[Records from a data source]
:::

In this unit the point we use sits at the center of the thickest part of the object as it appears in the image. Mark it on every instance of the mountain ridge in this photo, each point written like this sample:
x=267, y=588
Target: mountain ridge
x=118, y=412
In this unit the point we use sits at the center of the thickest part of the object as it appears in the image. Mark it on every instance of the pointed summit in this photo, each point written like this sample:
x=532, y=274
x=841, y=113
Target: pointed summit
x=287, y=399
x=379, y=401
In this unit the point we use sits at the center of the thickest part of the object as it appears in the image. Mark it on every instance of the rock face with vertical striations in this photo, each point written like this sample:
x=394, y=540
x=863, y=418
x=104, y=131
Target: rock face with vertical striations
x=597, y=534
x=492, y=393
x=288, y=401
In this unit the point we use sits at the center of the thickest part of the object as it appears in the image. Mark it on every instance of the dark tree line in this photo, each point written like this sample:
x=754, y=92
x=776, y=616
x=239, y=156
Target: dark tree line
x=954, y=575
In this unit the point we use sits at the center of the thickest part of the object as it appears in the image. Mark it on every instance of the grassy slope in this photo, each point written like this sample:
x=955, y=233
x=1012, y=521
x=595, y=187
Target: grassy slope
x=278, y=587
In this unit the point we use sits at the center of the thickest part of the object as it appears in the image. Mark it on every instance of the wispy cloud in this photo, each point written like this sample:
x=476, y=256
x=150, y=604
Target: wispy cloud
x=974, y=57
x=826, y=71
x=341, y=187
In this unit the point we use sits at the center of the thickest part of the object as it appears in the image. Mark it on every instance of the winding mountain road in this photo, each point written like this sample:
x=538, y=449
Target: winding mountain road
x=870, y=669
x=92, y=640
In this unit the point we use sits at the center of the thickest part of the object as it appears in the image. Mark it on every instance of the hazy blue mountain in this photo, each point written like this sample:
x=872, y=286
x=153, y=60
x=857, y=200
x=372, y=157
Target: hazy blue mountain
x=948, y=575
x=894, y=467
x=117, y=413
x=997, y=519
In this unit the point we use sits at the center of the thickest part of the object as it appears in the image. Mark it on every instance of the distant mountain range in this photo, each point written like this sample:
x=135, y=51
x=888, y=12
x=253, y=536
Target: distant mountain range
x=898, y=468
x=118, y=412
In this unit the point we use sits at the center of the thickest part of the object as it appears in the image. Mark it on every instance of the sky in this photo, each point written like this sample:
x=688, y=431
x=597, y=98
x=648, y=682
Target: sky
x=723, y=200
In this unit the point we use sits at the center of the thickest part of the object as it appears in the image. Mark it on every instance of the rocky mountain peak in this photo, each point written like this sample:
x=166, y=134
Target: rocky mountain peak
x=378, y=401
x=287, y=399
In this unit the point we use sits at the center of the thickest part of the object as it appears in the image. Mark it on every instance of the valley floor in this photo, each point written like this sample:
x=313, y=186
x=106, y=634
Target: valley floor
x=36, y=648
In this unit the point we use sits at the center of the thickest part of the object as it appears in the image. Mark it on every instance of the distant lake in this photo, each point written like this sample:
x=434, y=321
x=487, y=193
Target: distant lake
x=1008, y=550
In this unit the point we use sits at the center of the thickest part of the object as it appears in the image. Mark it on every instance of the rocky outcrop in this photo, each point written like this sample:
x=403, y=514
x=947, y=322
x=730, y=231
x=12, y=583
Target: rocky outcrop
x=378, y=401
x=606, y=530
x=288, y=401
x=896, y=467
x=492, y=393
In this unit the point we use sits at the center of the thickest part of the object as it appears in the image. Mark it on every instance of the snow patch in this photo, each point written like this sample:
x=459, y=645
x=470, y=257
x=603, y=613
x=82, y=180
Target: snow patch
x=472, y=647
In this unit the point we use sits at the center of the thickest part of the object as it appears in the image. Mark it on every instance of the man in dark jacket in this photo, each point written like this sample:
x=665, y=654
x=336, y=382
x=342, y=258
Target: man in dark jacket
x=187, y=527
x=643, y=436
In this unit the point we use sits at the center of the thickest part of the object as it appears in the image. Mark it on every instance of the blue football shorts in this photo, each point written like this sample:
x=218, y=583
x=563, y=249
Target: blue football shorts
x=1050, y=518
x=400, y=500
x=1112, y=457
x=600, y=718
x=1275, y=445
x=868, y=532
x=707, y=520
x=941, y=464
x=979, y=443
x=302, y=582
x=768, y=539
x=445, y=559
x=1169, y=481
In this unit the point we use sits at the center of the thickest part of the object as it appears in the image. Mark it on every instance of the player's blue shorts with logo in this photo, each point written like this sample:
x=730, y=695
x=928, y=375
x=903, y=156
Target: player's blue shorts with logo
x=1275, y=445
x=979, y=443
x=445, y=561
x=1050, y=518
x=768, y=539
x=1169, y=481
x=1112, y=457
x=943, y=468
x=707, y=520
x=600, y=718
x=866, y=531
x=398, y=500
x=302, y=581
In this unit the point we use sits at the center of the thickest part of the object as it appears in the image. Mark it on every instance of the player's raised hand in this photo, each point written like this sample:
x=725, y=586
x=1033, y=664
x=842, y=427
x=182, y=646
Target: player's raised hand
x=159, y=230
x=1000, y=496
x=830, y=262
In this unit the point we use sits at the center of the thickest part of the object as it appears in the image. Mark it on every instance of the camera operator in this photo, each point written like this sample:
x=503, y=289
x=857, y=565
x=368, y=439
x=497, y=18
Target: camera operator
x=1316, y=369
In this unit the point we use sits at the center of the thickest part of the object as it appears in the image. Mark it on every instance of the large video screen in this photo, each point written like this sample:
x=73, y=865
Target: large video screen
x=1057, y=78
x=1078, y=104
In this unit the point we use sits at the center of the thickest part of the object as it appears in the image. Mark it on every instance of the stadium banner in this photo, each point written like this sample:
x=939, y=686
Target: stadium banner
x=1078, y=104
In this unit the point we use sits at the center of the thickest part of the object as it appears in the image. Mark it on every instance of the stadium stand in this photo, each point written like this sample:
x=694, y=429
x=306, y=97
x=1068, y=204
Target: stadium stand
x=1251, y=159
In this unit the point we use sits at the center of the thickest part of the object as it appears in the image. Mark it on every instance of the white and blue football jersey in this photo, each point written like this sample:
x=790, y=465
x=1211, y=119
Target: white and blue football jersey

:::

What you should do: From the records above, transcribe without alteration every line from the one with "x=135, y=51" to the one with "x=12, y=583", inclusive.

Result of this task:
x=135, y=51
x=888, y=12
x=253, y=536
Target: distant mountain range
x=898, y=468
x=118, y=412
In this unit the point we use sits at the center of the thickest part of the object as it appears in the image. Mark it on every instance of the sky in this photo, each point written like this sample:
x=688, y=431
x=597, y=98
x=648, y=682
Target: sky
x=723, y=200
In this unit the point we use sits at the center of the thickest part of the object as it appears in the image. Mark it on every instance of the rocky mountain peak in this photo, each point written like this sample:
x=166, y=134
Target: rocky mountain peak
x=378, y=401
x=287, y=399
In this unit the point we use sits at the center of the thickest part of the object as it appears in the image. Mark it on every instance of the valley floor in this photo, each point written like this sample:
x=313, y=186
x=106, y=634
Target: valley floor
x=36, y=648
In this unit the point we use sits at the center of the thickest part of the object as it appears in the image. Mark it on every instance of the distant lake in this photo, each point written like this sample:
x=434, y=321
x=487, y=193
Target: distant lake
x=1008, y=550
In this unit the point we use sits at the center of the thickest part of the object as it appears in the image. Mark it on every instance of the rocky outcrop in this photo, each point written like this sample:
x=403, y=514
x=947, y=322
x=730, y=231
x=12, y=583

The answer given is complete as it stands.